● What is asked:
Filter the records below, copying every line that contains the word "perched"; case counts.
[START OF Listing]
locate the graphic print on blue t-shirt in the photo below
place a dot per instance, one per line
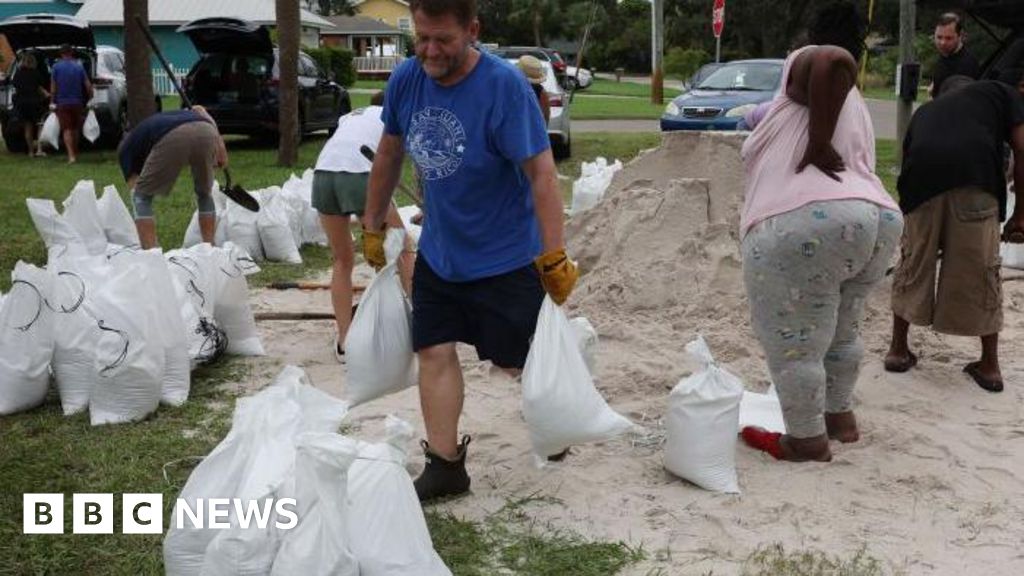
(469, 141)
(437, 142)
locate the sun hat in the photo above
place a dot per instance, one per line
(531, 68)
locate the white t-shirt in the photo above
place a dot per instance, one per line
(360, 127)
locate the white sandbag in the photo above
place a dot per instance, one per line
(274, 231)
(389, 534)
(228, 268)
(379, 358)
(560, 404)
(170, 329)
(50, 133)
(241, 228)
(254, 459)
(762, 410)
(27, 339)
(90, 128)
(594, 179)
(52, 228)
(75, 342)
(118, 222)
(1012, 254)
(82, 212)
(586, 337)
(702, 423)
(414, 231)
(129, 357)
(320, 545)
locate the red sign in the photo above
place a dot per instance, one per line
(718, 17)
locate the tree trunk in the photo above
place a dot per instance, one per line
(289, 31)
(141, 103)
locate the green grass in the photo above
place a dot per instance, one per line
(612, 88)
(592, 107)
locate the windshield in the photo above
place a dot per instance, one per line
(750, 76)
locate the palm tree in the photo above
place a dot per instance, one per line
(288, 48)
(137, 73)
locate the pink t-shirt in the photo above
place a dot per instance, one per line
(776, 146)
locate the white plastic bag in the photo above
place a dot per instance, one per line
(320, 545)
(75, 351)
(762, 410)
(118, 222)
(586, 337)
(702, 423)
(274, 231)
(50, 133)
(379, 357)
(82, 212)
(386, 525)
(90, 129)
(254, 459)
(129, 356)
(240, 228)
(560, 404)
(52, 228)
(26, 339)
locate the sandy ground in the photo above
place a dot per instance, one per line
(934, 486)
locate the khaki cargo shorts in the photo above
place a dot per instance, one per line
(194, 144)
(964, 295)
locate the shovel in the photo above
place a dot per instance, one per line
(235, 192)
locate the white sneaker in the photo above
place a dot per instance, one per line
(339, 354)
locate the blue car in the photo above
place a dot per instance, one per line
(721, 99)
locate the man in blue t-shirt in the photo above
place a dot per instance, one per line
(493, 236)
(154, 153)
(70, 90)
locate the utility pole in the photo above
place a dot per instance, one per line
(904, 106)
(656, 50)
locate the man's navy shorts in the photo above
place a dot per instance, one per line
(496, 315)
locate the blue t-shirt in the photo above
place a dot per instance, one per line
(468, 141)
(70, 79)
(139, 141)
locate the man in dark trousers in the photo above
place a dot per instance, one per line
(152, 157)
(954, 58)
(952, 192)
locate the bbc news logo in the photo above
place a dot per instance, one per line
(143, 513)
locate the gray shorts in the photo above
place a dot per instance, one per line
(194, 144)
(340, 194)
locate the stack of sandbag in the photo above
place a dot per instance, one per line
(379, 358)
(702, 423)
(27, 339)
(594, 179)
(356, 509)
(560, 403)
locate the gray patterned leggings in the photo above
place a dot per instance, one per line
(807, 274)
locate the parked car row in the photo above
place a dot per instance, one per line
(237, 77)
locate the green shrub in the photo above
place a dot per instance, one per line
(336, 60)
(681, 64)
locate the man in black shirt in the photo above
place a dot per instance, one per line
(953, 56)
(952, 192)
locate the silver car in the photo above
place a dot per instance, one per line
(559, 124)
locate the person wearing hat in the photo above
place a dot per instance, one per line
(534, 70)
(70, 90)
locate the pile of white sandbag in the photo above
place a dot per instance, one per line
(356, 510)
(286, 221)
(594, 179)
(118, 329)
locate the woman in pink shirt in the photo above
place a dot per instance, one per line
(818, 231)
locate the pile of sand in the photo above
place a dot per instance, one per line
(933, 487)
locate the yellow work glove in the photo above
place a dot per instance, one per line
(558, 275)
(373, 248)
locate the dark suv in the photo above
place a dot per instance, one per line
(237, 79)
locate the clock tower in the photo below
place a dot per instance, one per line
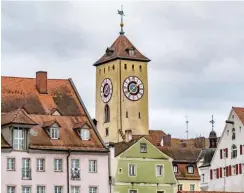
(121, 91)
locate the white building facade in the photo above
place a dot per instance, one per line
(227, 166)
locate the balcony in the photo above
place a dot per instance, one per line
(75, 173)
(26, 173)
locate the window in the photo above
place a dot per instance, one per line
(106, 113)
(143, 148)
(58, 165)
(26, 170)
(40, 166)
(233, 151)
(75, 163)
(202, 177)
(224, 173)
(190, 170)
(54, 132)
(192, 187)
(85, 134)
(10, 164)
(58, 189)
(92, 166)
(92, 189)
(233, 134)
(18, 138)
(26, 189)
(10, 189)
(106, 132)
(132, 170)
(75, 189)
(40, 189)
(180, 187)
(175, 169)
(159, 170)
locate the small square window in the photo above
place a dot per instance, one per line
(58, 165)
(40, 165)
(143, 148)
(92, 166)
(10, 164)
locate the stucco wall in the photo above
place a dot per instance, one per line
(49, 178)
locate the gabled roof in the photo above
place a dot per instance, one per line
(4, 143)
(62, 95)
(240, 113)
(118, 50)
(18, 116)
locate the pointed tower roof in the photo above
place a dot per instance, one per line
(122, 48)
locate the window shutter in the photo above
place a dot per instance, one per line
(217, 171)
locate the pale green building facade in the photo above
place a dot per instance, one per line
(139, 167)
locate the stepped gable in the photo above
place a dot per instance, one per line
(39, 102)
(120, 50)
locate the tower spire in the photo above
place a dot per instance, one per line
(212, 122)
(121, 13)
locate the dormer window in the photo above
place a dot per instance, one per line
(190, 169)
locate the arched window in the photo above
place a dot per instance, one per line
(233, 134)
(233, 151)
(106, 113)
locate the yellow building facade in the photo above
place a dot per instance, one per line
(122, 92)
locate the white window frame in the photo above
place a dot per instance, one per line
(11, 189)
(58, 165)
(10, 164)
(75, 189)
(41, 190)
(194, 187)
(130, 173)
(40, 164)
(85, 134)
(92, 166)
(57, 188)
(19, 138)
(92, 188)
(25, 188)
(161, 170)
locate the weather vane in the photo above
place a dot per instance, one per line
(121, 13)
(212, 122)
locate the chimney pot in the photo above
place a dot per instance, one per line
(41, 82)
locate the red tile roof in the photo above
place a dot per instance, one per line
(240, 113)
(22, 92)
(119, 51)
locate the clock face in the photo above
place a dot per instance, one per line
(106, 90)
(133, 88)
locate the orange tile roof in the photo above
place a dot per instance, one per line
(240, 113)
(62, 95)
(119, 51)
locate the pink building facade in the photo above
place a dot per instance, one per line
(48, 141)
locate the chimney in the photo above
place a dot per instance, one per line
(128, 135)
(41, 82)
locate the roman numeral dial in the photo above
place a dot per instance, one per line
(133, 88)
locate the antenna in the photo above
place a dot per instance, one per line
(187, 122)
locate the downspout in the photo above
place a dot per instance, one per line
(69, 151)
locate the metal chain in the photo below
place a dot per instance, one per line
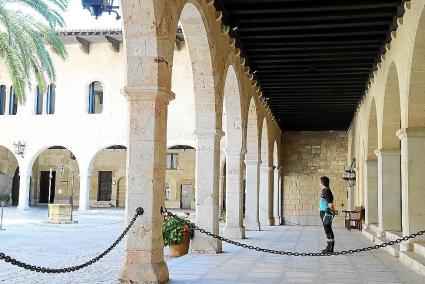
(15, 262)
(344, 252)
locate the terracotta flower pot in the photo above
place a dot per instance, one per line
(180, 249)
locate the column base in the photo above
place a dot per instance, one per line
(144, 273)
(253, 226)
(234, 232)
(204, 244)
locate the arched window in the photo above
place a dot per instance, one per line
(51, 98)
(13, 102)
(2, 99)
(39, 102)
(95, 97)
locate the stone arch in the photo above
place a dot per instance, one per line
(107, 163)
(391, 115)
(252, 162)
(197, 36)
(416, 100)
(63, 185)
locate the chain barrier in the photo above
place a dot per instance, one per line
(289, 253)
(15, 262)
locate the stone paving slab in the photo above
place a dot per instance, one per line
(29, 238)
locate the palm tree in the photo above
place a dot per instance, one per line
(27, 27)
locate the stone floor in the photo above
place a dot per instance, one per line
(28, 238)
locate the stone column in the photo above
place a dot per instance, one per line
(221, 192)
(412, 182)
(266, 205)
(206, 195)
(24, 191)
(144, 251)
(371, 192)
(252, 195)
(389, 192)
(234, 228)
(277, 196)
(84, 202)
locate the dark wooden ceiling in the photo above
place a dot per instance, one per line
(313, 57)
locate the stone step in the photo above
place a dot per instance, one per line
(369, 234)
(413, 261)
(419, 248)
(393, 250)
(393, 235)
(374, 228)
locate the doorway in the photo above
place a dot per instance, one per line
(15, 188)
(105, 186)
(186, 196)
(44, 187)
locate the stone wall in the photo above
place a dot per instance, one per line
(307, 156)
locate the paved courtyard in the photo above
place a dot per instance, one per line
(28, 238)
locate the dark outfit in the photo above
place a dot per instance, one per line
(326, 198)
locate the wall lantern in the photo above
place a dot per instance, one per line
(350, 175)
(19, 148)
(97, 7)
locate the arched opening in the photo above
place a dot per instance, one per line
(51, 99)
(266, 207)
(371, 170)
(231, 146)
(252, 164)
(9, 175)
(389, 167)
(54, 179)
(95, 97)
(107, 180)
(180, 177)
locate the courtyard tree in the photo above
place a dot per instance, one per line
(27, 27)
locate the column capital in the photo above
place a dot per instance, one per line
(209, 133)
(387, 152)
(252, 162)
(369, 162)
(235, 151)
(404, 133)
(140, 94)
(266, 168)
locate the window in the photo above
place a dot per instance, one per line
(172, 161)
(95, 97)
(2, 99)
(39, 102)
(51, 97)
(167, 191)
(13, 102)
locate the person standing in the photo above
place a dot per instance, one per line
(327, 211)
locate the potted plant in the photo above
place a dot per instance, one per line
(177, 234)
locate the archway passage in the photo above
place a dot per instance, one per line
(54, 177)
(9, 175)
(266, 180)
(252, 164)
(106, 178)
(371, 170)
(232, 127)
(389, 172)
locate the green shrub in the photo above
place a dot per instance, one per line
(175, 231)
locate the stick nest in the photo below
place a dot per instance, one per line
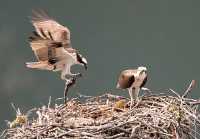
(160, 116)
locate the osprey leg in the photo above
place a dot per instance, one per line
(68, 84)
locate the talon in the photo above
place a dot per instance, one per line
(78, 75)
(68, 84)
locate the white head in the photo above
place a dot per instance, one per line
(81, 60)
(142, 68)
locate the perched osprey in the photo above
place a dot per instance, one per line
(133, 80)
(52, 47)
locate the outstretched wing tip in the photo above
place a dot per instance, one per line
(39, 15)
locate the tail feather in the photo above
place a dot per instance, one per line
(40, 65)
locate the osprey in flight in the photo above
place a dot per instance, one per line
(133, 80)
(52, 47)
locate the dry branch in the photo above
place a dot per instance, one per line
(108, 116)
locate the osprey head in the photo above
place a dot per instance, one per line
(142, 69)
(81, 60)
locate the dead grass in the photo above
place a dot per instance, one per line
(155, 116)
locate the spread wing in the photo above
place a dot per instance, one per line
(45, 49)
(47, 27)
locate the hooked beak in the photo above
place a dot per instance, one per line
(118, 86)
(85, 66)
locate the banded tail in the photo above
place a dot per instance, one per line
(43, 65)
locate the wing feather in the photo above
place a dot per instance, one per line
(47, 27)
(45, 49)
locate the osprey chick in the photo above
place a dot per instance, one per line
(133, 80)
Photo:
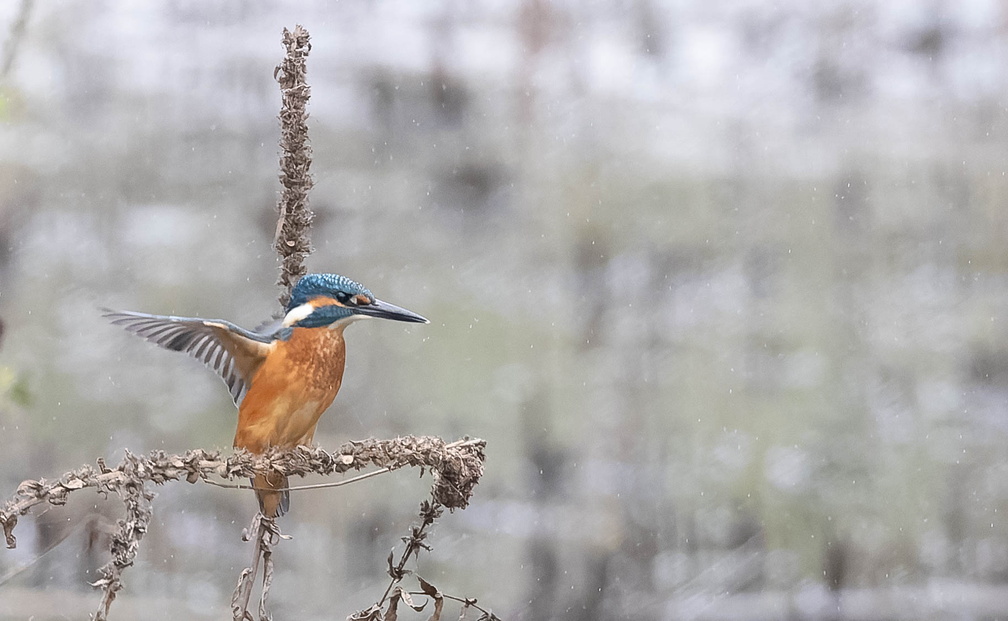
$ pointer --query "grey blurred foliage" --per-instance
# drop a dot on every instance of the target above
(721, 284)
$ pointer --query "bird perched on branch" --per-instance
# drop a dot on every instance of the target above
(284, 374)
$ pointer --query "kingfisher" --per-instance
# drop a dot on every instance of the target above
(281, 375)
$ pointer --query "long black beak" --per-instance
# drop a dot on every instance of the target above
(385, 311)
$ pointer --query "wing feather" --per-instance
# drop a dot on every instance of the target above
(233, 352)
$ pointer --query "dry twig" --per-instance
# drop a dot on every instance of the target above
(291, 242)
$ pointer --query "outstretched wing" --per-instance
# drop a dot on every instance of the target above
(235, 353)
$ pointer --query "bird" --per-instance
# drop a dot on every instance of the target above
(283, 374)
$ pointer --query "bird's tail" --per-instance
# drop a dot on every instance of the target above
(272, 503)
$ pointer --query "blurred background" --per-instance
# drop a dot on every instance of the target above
[END OF Listing]
● Reply to the exercise:
locate the perched osprey in the photo above
$ pointer --query "bird perched on branch" --per-instance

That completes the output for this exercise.